— Text provided —
====
On 14 July 1789, Élie took part in the storming of the Bastille, was the first to enter and negotiated the surrender of the fortress. He was awarded a sword and a laurel wreath for the accomplishment, a scene immortalised in Paul Delaroche's The Victors of the Bastille in Front of the Hôtel de Ville. Élie was also reportedly offered the silverware of the Bastille, but refused it. He and Hulin attempted in vain to protect de Launay, the governor of the Bastille, from the violent crowds but were unable to. When the French guards asked for mercy for the remaining prisoners as a reward for their services, he added that this mercy would be more precious to him than all honours. A voice shouted: "Grace!", a cry repeated by the surrounding crowd. The prisoners, thirty-five invalid cannoneers, were accordingly saved and taken away.

==Later years==
Following his discharge, he unsuccessfully sought a return to active service during the Consulate and First Empire and also applied for the position of prefect.

He retired on 21 June 1811 with a pension of 3434 francs and moved to a house on the rue du Château at Varennes-en-Argonne.
His brother died on 25 September 1815 in Meuse.

He died in 1825 at Varennes.

==Legacy and quotations==
Jacob Job is the central figure of The Victors of the Bastille in Front of the Hôtel de Ville by Paul Delaroche, seen brandishing in his right hand a sword and in his left hand the key to the Bastille and a letter signed by the marquis de Launay, its governor.

As recently as 1891, the Colmar Museum (known today as the Unterlinden Museum) had two oil portraits of Jacob Job and his brother François in its possession. The two men were depicted in uniform, and two swords were placed under their portraits. François's sword had no inscription, while Jacob Job's sword bore two inscriptions, one on the hilt and one on the blade itself. The hilt inscription read: "The elected representatives of Paris, meeting at the Hôtel de Ville, gave this sword to the brave Élie." The blade inscription read: "I stand as firm as a rock for the salvation of my country." They had been donated by Étienne-François Élie, François's son and Jacob Job's nephew.
====
— Your task —
List every year that appears in the text about Élie, in the order they occur. The lines that follow are separate material and are unrelated to the text about Élie.

— Extracted entries —
====
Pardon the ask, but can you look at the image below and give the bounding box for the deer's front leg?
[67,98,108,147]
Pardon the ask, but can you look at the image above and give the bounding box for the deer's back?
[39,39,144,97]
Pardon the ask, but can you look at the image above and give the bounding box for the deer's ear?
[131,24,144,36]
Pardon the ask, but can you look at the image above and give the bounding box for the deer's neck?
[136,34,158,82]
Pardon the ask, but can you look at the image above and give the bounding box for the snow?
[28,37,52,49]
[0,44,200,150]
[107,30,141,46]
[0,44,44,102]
====
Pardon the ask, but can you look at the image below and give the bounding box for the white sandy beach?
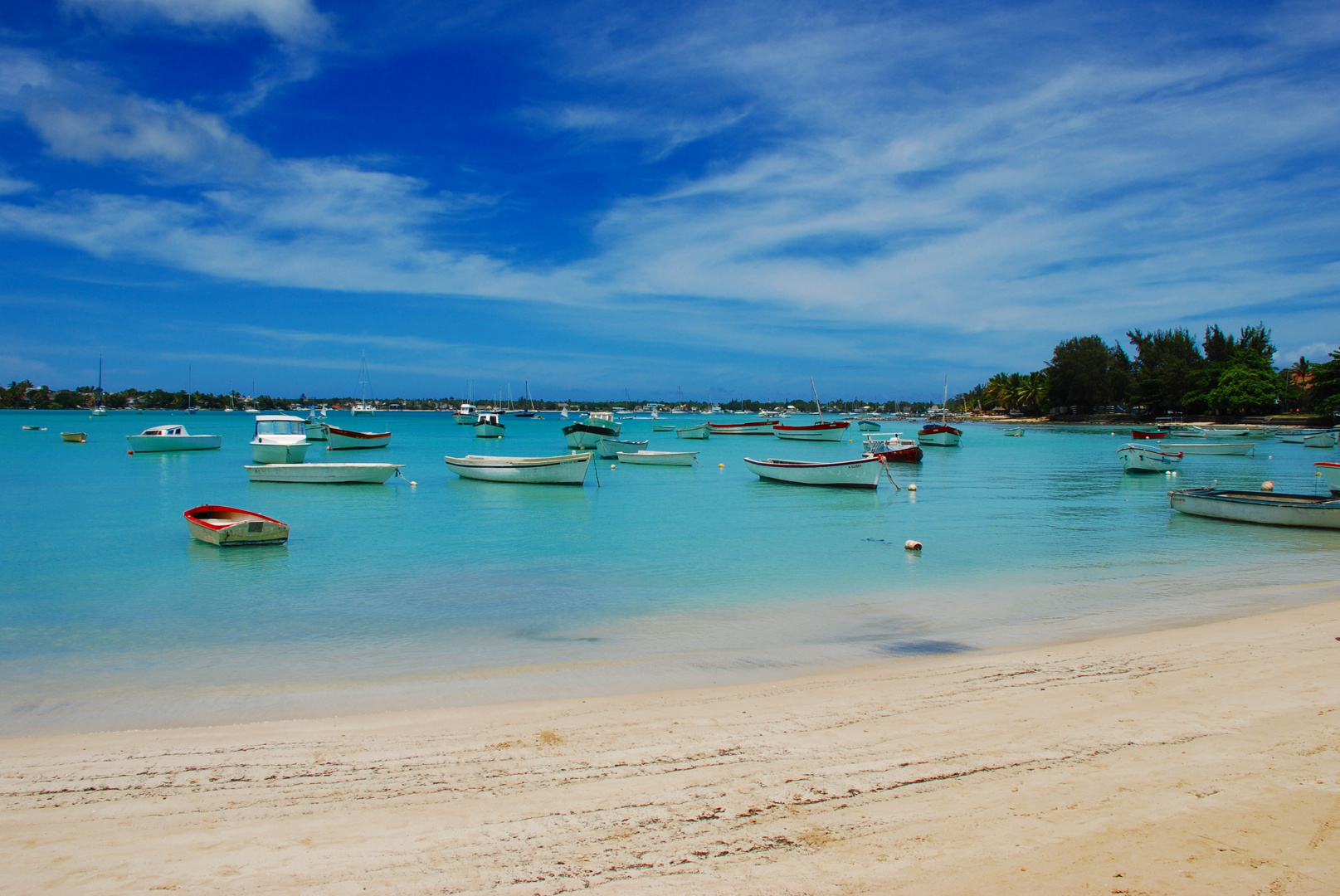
====
— Result of this task —
1789, 1811, 1815, 1825, 1891